## SELECTED PASSAGE:
As Building Information Modelling has become a more common practice, your BIM Manager has become more and more important. Joe Murphy talks about his career journey and some important lessons he has learnt in modelling a cleanroom project
The integration of computers and modelling into engineering is a futuristic technology that is not so futuristic anymore. Joe Murphy, a BIM Manager at Connect 2 Cleanrooms (C2C) is an expert in these, coming from a computer-aided engineering education background.
Murphy explains that computer-aided engineering focuses on Virtual Design and Construction (VDC) within a Building Information Modelling (BIM) environment. The advantage of this is that design models can be viewed and analysed before construction commences. This allows early identification of potential design errors, reducing onsite programme risk and costly on-site remedial works.
"I've always had an interest in modern design and construction methods and recognised that digital engineering solutions were the future of construction. That's what originally attracted me to engineering and the specific degree," Murphy says.
I've always had an interest in modern design and construction methods
Murphy goes on to explain that recent research has shown a skills gap for qualified workers within the construction industry. "Starting a career in a design/engineering position is a great career choice for any graduate," he enthuses.
Speaking about the earmarks of these roles, Murphy explains that they require interaction with many internal/external departments and a real core understanding of the product and service a company provides.
To gain this core understanding requires education and experience. In addition to his degree, Murphy has spent 16 years in the construction industry, 10 of those as a qualified engineer. During this time, he worked as a CAD Technician for a Structural Steel Fabrication specialist and then as a Manufacturing Manager for a plumbing and heating expert. Talking about his transition into controlled environments and cleanrooms, Murphy explains that there are many similarities between this and other construction sectors, although, with cleanrooms, serious consideration has to be given to critical variable parameters which may affect the controlled environment.
"My first introduction to controlled environments was when I started my position at C2C in October 2020," Murphy recounts. "In my role as BIM manager, I am responsible for ensuring that the operation of digital construction, product improvement and electrical engineering is seamlessly supplied to multiple projects situated in the UK and Europe."

## PROBLEM 1:
According to the BIM Manager profile, in what month and year did Murphy start his position at C2C?
## PROBLEM 2:
Swap "CAD Technician" for "Design Technician" in the BIM Manager profile, beginning at the words "To gain this" and stopping after "the controlled environment.", and write out that stretch.
Nothing in the data is needed here.

## INFORMATION SUPPLIED:

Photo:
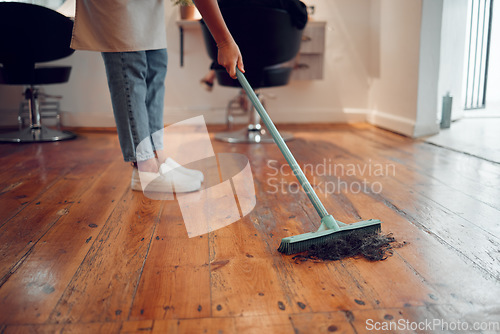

## CORRECT RESPONSE 1:
October 2020

## CORRECT RESPONSE 2:
To gain this core understanding requires education and experience. In addition to his degree, Murphy has spent 16 years in the construction industry, 10 of those as a qualified engineer. During this time, he worked as a Design Technician for a Structural Steel Fabrication specialist and then as a Manufacturing Manager for a plumbing and heating expert. Talking about his transition into controlled environments and cleanrooms, Murphy explains that there are many similarities between this and other construction sectors, although, with cleanrooms, serious consideration has to be given to critical variable parameters which may affect the controlled environment.